Labeled region records:
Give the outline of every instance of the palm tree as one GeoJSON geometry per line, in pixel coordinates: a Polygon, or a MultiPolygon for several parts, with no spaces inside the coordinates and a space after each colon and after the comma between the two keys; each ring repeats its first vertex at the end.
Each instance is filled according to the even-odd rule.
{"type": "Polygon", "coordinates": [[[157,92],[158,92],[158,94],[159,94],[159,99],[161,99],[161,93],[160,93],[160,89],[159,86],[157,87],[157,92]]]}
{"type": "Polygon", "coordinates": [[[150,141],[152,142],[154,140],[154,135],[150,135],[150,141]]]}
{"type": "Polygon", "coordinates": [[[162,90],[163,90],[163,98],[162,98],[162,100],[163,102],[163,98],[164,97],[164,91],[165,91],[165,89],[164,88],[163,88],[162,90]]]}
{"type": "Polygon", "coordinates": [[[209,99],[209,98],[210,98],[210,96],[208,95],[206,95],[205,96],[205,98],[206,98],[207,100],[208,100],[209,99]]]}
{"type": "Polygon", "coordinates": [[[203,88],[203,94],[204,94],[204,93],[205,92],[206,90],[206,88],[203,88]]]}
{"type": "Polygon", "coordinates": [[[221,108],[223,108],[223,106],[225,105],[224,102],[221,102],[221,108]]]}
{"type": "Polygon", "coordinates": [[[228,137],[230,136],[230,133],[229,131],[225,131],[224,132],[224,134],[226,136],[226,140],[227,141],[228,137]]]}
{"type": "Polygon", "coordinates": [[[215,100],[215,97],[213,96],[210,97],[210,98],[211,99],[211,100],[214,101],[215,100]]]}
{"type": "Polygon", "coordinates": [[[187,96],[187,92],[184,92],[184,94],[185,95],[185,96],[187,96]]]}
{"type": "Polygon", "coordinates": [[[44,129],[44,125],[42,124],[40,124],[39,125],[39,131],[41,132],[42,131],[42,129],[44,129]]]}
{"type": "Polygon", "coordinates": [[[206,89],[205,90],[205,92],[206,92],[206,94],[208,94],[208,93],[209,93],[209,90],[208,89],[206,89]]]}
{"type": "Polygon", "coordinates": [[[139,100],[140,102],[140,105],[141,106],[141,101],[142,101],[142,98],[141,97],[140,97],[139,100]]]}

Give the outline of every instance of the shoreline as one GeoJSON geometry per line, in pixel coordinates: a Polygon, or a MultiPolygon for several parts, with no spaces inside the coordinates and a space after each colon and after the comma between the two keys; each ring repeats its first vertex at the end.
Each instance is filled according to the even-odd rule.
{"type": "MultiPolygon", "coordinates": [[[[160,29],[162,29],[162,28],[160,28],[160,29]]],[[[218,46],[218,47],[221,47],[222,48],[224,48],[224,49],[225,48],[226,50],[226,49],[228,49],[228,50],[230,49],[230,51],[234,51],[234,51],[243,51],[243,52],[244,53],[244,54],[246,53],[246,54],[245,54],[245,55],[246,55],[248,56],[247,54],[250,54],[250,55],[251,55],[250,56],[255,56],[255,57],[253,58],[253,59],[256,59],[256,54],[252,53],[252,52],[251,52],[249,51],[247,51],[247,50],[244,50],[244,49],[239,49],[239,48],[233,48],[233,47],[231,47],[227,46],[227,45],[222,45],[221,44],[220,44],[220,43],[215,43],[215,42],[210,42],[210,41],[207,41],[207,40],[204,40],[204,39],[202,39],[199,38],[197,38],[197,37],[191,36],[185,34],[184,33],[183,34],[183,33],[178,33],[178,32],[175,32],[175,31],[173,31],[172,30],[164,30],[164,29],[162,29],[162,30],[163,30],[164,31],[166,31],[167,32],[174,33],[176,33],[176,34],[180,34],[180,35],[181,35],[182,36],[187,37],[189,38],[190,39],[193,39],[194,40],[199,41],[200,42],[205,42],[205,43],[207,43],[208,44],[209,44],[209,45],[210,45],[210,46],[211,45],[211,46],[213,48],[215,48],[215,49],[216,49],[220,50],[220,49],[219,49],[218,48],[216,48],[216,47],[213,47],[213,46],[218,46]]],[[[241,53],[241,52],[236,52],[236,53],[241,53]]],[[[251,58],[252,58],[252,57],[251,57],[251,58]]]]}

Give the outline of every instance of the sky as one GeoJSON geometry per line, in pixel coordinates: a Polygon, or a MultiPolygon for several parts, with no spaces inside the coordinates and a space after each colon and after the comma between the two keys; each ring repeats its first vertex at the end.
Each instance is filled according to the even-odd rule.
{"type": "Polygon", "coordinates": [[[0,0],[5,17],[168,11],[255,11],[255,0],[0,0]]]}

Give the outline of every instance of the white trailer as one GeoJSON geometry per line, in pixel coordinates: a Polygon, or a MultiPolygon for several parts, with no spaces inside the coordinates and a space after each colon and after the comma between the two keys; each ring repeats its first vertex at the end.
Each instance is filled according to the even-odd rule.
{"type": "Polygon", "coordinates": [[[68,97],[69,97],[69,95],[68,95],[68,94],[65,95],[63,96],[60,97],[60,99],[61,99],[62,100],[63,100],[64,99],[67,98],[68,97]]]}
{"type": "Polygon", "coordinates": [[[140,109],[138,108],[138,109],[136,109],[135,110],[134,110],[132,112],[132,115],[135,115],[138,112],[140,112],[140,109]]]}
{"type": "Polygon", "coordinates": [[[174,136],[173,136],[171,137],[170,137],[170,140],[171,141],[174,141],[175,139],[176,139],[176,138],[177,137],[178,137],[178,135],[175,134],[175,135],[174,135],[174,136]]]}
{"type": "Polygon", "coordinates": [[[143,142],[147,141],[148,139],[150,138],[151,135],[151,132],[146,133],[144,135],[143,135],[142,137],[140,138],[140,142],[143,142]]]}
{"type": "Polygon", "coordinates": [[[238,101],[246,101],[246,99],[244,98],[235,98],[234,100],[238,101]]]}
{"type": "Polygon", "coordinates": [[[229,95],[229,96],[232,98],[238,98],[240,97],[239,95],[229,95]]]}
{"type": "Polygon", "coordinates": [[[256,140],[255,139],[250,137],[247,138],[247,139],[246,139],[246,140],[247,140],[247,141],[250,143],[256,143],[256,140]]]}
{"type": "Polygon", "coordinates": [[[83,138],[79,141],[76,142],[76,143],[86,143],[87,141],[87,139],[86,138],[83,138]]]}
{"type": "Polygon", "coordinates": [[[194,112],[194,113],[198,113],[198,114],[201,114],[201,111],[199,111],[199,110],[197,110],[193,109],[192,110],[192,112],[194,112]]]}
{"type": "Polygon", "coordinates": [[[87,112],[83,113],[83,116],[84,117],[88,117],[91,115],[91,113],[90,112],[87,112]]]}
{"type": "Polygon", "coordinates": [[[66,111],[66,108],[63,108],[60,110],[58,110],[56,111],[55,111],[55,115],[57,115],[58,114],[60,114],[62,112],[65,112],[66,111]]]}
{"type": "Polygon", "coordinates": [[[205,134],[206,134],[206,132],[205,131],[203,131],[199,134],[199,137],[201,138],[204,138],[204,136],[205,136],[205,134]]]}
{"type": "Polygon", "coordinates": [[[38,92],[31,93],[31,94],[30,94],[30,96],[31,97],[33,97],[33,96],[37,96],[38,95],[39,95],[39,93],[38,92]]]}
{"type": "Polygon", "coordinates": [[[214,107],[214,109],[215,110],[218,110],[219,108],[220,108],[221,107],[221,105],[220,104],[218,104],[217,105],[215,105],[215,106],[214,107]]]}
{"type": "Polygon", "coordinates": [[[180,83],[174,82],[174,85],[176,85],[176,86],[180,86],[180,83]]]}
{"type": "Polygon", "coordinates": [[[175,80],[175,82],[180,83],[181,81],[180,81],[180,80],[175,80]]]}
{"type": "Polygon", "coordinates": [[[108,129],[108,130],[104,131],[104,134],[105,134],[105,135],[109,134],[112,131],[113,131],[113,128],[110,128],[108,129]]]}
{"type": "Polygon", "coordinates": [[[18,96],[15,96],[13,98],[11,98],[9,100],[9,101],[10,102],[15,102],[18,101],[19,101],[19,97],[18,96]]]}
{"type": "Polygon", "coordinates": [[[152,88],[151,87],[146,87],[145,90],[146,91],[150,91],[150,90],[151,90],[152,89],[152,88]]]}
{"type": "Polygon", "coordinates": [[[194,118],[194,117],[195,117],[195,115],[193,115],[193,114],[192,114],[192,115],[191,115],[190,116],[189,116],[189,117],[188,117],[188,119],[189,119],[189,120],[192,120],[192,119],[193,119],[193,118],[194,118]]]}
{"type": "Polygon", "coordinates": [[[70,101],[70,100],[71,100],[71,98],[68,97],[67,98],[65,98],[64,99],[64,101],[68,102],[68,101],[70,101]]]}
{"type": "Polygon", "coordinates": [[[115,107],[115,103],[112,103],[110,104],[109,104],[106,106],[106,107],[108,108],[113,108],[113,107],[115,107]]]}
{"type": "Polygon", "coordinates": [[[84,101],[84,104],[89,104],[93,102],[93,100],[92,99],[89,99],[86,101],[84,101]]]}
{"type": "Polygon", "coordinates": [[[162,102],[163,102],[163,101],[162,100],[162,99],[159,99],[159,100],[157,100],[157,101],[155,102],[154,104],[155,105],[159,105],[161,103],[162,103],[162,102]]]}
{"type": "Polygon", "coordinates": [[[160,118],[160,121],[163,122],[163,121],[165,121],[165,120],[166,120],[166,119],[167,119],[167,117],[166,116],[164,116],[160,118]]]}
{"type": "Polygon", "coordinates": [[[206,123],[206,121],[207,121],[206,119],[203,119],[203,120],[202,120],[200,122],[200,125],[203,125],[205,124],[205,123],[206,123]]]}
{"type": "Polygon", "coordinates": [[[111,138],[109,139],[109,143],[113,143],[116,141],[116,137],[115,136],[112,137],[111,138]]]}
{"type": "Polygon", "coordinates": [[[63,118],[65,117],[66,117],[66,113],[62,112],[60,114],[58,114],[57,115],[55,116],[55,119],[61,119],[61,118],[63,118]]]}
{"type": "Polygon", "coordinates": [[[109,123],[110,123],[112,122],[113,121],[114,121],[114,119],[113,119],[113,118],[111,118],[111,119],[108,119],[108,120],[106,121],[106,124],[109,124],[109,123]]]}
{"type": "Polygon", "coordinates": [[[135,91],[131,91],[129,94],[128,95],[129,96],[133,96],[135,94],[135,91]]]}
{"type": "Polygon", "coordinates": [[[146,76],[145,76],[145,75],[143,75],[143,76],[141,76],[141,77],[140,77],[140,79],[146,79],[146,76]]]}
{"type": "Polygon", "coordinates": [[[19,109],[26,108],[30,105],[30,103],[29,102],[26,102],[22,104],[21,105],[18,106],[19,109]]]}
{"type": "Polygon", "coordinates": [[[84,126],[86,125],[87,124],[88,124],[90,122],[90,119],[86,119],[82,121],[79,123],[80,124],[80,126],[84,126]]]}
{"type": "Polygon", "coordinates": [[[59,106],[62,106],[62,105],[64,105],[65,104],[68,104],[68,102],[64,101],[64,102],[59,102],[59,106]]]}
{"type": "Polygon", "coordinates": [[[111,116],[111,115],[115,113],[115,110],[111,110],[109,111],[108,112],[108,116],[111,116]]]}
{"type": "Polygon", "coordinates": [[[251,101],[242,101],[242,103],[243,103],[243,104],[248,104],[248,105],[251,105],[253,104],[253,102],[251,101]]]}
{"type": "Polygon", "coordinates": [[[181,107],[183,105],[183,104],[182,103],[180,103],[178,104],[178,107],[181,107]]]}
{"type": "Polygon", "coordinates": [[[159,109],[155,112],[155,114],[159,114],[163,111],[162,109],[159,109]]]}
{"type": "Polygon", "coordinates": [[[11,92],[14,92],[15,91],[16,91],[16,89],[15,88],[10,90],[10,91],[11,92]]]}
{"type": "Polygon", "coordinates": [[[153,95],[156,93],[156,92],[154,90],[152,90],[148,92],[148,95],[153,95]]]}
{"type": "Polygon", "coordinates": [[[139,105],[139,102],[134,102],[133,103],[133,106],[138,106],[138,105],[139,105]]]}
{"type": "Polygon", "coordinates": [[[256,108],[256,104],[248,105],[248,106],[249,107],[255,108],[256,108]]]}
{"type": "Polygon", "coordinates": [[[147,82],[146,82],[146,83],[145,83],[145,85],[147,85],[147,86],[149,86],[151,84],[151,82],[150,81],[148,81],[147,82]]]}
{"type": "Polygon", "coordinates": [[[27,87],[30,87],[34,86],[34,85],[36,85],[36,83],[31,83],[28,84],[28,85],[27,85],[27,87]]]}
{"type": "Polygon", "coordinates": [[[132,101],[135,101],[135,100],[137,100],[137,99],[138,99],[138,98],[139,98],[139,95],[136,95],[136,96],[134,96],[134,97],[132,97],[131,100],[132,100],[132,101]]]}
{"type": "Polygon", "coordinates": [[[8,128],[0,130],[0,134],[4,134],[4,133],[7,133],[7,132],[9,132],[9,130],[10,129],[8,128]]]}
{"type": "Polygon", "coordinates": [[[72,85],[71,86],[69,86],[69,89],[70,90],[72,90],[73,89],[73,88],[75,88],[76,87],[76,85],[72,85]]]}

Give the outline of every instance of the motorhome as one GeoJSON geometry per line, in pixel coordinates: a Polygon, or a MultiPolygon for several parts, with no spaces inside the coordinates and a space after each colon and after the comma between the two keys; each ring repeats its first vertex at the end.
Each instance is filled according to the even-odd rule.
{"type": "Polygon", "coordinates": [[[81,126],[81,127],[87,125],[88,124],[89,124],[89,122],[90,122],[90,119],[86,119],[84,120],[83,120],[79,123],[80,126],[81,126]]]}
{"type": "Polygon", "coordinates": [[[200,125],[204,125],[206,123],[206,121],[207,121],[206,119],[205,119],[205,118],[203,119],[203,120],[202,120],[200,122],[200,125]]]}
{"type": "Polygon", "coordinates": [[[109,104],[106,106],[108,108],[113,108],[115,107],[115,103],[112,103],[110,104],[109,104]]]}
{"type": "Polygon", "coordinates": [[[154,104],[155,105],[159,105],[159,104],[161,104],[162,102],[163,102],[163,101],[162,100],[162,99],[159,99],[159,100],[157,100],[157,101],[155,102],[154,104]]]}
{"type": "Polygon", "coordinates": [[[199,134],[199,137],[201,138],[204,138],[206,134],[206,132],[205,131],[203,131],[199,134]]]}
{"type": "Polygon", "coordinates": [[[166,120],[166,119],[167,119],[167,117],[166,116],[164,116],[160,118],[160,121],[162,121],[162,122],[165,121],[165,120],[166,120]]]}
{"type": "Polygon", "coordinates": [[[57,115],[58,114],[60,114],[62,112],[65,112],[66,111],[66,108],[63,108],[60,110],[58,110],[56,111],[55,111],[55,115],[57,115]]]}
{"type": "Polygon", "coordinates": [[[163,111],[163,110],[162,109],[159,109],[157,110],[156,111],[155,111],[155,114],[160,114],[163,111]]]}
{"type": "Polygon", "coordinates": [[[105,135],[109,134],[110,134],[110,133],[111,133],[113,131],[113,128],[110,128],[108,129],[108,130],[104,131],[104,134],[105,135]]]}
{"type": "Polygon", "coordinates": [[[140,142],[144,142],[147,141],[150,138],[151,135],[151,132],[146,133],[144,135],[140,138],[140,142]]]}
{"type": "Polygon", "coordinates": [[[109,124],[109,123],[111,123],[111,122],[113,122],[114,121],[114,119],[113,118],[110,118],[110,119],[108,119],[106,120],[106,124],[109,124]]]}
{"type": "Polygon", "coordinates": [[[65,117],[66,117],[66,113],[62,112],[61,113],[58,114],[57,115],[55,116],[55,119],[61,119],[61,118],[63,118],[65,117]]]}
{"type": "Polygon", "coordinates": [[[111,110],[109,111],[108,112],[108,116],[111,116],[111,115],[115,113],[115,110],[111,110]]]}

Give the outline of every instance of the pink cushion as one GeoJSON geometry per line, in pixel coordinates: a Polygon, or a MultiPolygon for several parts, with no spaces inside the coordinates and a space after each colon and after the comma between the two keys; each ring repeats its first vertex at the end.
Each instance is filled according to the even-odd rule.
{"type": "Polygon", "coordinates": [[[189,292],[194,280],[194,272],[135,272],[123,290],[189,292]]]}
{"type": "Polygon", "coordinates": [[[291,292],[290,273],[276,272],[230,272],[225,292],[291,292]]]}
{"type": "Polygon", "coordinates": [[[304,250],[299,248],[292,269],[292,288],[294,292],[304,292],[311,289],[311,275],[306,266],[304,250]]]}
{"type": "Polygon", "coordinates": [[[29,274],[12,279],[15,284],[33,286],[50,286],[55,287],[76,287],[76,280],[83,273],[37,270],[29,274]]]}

## WHAT TO PRODUCE
Give back the lines above exactly, from the one with "Give the outline of every instance of the pink" through the last line.

## RESULT
Give the outline of every instance of the pink cushion as one GeoJSON geometry per line, in pixel coordinates: a Polygon, or a MultiPolygon for several parts, with no spaces inside the coordinates and a space after each colon and after the comma between the two keys; each ring repeats its first vertex at the end.
Each instance is filled according to the even-odd rule.
{"type": "Polygon", "coordinates": [[[189,292],[194,280],[194,272],[135,272],[123,290],[189,292]]]}
{"type": "Polygon", "coordinates": [[[291,292],[290,273],[276,272],[230,272],[225,292],[291,292]]]}
{"type": "Polygon", "coordinates": [[[304,250],[299,248],[292,269],[292,288],[294,292],[304,292],[311,289],[311,275],[306,266],[304,250]]]}
{"type": "Polygon", "coordinates": [[[29,274],[12,279],[15,284],[33,286],[50,286],[55,287],[76,287],[76,280],[83,273],[37,270],[29,274]]]}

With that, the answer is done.